_Material provided_.
^^^^

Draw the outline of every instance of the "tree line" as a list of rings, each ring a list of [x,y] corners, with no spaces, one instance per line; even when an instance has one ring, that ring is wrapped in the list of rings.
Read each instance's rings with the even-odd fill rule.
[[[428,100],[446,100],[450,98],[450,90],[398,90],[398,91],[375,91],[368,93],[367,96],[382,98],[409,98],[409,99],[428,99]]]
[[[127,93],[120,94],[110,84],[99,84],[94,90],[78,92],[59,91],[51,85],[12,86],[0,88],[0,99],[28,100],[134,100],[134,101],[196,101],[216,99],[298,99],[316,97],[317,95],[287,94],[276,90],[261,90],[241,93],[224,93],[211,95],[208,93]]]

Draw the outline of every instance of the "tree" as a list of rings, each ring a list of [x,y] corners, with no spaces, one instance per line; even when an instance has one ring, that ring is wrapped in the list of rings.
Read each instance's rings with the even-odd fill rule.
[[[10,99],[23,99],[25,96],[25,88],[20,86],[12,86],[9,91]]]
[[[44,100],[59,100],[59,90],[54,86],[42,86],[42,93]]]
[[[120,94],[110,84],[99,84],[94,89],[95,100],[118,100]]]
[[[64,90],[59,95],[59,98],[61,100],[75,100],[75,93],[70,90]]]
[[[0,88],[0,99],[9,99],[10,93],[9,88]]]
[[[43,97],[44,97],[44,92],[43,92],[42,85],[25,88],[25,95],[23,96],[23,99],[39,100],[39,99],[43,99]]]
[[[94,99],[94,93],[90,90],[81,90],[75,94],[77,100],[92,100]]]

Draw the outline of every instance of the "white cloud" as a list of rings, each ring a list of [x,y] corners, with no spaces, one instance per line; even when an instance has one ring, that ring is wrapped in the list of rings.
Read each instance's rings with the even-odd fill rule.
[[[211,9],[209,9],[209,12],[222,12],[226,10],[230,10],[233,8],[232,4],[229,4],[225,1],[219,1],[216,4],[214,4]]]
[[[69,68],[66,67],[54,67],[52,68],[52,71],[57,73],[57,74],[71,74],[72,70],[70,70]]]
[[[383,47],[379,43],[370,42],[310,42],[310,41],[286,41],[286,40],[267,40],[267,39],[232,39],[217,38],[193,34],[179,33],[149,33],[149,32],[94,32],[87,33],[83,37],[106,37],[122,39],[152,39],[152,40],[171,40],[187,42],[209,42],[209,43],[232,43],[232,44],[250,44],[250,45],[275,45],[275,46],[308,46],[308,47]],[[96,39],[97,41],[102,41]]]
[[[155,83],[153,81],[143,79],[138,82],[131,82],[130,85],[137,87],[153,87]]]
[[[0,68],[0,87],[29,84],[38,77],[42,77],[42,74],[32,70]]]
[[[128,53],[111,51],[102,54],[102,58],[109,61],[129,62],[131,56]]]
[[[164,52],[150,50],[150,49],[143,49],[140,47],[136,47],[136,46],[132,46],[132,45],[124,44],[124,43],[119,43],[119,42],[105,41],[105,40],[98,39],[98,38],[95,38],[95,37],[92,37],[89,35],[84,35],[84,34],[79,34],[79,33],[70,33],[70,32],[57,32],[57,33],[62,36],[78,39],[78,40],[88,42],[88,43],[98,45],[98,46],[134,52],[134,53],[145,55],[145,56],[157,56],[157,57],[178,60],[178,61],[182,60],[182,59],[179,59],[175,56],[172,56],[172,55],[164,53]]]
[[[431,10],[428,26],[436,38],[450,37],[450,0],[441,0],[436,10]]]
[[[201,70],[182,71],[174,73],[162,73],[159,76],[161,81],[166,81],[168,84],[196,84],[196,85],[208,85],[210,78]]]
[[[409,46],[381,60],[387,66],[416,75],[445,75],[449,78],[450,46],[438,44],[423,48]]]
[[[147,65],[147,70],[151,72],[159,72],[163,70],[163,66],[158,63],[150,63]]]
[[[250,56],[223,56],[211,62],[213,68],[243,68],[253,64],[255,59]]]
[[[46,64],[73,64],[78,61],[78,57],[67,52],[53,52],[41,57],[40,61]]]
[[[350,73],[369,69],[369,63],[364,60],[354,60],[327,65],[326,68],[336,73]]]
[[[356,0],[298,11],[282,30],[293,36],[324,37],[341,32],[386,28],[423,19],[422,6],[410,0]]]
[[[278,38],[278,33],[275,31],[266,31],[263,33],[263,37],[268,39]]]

^^^^

_How to complete this task_. Which lines of the records above hold the word "tree"? Copy each one out.

_Written answer_.
Draw the outline of every instance of the "tree line" as a list of rings, each ring a list of [x,y] corners, with no spaces, one instance per line; even when an instance has one ring, that ring is wrapped in the list of rings.
Draw the outline of every instance of the "tree" as a list of rings, each ring a list of [x,y] corners, with no spaces, one instance per line; even when an instance has one ring, that ring is wrapped in the list of rings.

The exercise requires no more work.